┌──
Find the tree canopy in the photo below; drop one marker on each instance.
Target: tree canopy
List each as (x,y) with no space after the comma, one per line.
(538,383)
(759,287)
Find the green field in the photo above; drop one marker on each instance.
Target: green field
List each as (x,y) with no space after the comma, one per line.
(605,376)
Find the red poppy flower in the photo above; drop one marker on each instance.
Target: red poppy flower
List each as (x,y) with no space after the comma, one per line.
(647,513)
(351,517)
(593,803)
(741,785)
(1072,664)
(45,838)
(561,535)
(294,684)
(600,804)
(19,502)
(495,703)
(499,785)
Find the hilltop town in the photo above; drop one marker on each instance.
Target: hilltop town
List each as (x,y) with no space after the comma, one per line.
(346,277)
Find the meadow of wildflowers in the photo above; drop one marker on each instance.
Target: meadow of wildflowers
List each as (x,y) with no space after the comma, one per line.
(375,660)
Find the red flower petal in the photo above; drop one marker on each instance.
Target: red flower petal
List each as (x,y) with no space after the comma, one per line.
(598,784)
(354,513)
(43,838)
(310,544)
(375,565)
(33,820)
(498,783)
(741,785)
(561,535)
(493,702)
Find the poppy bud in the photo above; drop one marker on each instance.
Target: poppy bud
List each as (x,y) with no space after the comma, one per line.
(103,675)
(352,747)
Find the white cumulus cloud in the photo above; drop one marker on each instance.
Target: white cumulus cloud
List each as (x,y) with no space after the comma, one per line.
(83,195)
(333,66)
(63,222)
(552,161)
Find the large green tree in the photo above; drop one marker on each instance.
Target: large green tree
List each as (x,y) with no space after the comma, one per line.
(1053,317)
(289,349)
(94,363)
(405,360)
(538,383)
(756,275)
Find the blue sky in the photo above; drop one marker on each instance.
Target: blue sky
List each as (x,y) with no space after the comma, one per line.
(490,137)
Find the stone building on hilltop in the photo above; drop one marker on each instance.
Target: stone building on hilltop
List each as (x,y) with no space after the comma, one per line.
└──
▸ Aim of the exercise
Check each line above for the string "meadow" and copy every line that has it.

▸ Written answer
Find the meadow of wildflowers in the photo above; drop one marker on each instance.
Target: meadow of wildflowers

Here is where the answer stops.